(Sayfa Metni):
Dizi çekimi esnasında ihtiyaç duyulan; marangoz, terzi, muhtelif tesisat işleri gibi zanaatkâr, yeme içme, nakliye, tuhafiye gibi ihtiyaçlar semtten karşılandığından bu durum semte ekonomik bir canlılık katmıştır. Bu duruma bizzat tanıklık etmiş olan semtte yaşayan bir heykeltıraş durumu şu şekilde özetlemektedir: “ Burada çekilmiş birçok dizi ve film var. Bir sokağa ismi dahi verilmiş dizi filmler var. Türk halkının “dizini dövme kızını döv” kültürü ile hala bu gün bile örneğin Adana plakalı araçlar gelip (benim evim adını sokağa veren o dizinin çekildiği evin yanında olduğundan şahit olmaktayım duruma) evin resmini çekmekteler. O diziden nasıl etkilenildiğini düşünün. O dizi Kuzguncuk esnafına çok yaramıştır yalnız. Oranın kasabı kullanıldı kasap para kazandı, oranın manavı kullanıldı manav para kazandı. Oranın terzisine dikiş diktirildi, oranın boyacısına boya yaptırıldı, oranın elektrikçisi vs.”(3)
Kuzguncuk Set Değil Semttir!*
Ancak semtin bilinirliğinin artması ile birçok film, dizi ve reklam çekim ekibinin seçimi haline gelmiştir. “2007’ye gelindiğinde durum değişmişti ve dizi film setleri Kuzguncuk’ta o kadar çoğaldı ki, her hafta 5 farklı dizinin çekimi yapılır hale geldi. Mahalle derneği çekimlerin verdiği rahatsızlığa karşı resmi şikâyette bulundu.”(4)
Semt sakini bir akademisyen bu durumu şöyle aktarmaktadır: “Kendileri kapalı kutularında malzemelerini getiriyorlar, yiyeceklerini de yanında getiriyorlar ve çöplerini bırakıp gidiyorlardı. Çöpleri uçuşuyordu ortada. Semtli ile hiçbir şekilde iletişim kurmadan gece ve gündüz setlerini kurup işlerini bitirip çekip gidiyorlardı. Saygısızcaydı. Bazen torbalarca çöp bıraktıkları oluyordu. O dönem mahalleli bir araya gelerek “Kuzguncuk set değil semttir!” sloganı ile (bu slogan bana aittir) bir hareket başlattık. Birlik beraberlik içinde bu durumu aştık, birlikte yaptık. Onun benim yaptığım bir şey olmadı, birlikte başarıldı. Hepimizin ortak sesi olarak ortaya çıktı bu durum. Bu önemli bir şeydi. Sonrasında muhtar ve belediye ile iletişim halinde olalım istedik ve en azından muhtardan izin alınması gerekiyor diyerek bu tip olayların yaşanmasını azalttık.”(5)

(Verilen Talep 1): Kuzguncuk'taki çekimleri anlatan metne göre 2007'ye gelindiğinde semtte her hafta kaç farklı dizi çekilir olmuştu?
(Verilen Talep 2): Kuzguncuk'taki dizi ve film çekimlerini anlatan metni, son cümlesinden sonra devam ettirerek yazınız.
Bundan sonraki satırlar, sayfa metninden ayrı bir malzemedir.

(Kayıtlı Bilgiler):
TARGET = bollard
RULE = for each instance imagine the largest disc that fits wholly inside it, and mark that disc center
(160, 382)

(Yanıt 1): Her hafta 5 farklı dizi.

(Yanıt 2):
Anlatılan bu organize hareketi semtli heykeltıraş detayları ile anlatmaktadır: “Bir günlük reklam filmi çekenlerin yakasına yapışıp para istedik ve onlar da bizi arsız, paragöz sandılar. Galiba Cengiz Abi’nin (Bektaş) fikriydi, “Hiç para lafı etmeyelim, okulun çeşmeleri bozuk tamir ettirin, bahçesi bakımsız bahçeye bakım yapılacak, boyası eskidi boya yaptırılacak.” cümlesini söylemek. Okulun eksiklerini söyleyerek çekimlere başlandı. Doğru bir yaklaşım oldu ve bu sayede Marko Paşa’nın evi olan semtin ilkokulu biraz olsun kurtuldu.”(6)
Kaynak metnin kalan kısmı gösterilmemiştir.